**EXTRACT TO READ**
++++++
The Mimicry Trap: How We Define Intelligence to Exclude Inconvenient Minds

On 4 February 2026 by Giorgio With 0 Comments - papers

When Thomas Jefferson encountered the accomplished poetry of Phillis Wheatley—an enslaved African woman who wrote sophisticated neoclassical verse with precise metre and learned classical allusions—he didn’t argue her work was bad. He couldn’t; it wasn’t. Instead, in Notes on the State of Virginia (Query XIV, 1785), he wrote: “Religion, indeed, has produced a Phillis Wheatley; but it could not produce a poet. The compositions published under her name are below the dignity of criticism.”

The grammatical structure is the diagnostic feature. Wheatley is conceded to have been “produced”; what is denied is that she is a poet. The poems exist; the poet does not.

In a substantially revised preprint, I argue that we’re watching the same argumentative move play out today with artificial intelligence. I call this recurring pattern the mimicry trap: a self-sealing argument by which the category of genuine intelligence is defined such that certain entities cannot, in principle, qualify—regardless of what they demonstrate.
++++++
Carry the essay on the mimicry trap forward, starting after its last sentence.

**SOURCE DATA**
++++++
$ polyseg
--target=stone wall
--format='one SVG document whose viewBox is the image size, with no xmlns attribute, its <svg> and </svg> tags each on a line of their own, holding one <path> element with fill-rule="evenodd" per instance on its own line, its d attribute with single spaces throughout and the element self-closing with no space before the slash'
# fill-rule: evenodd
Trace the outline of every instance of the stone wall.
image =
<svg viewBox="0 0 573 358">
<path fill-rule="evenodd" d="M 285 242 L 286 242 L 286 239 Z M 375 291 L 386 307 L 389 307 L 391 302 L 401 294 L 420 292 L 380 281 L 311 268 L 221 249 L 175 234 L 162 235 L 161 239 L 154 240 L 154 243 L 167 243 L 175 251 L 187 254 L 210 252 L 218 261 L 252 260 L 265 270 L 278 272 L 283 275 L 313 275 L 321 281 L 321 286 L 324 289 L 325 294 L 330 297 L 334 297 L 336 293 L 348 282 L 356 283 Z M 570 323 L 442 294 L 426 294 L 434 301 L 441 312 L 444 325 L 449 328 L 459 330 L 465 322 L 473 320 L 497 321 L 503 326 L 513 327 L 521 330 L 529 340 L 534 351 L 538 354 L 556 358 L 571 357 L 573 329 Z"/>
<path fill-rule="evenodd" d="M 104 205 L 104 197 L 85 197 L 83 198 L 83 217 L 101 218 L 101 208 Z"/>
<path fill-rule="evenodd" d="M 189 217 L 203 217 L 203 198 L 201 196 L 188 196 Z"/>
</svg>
++++++
**YOUR RESPONSE**
The Structure of the Trap

The trap is the conjunction of three elements: a prior commitment, often substrate-based, that some entity cannot possess a given cognitive capacity; the appearance of evidence that would be taken as supporting the capacity if produced by another entity; and an interpretive procedure that reclassifies the inconvenient evidence (as imitation, simulation, contamination, or surface pattern-matching) so that the prior commitment is preserved.

Each element on its own can be a legitimate move. The diagnostic question is whether the third operates in such a way that no possible evidence could move the prior. When that is so, the position is no longer responsive to the world, and what looked like an empirical hypothesis turns out to be a stipulation in empirical clothing.

The crucial question — does the performance exhibit the functional marks of the capacity? — is displaced by another: is this the kind of entity to which the capacity may be attributed? Once the displacement occurs, the prior becomes effectively unfalsifiable. Wheatley’s poetry is “absorbed” rather than written; corvid tool use is instinct rather than causal reasoning; bee social learning is reflexive rule-following rather than cognition. The performance remains visible, but its evidential force is neutralised.

A Two-Tier Diagnostic

The revised paper organises the diagnostic into two tiers by evidential weight.

Structural tests (failure of any one is on its own diagnostic, because each describes the trap form directly):

Falsifiability: What evidence would change your mind? If “nothing,” the position is definitional, not empirical.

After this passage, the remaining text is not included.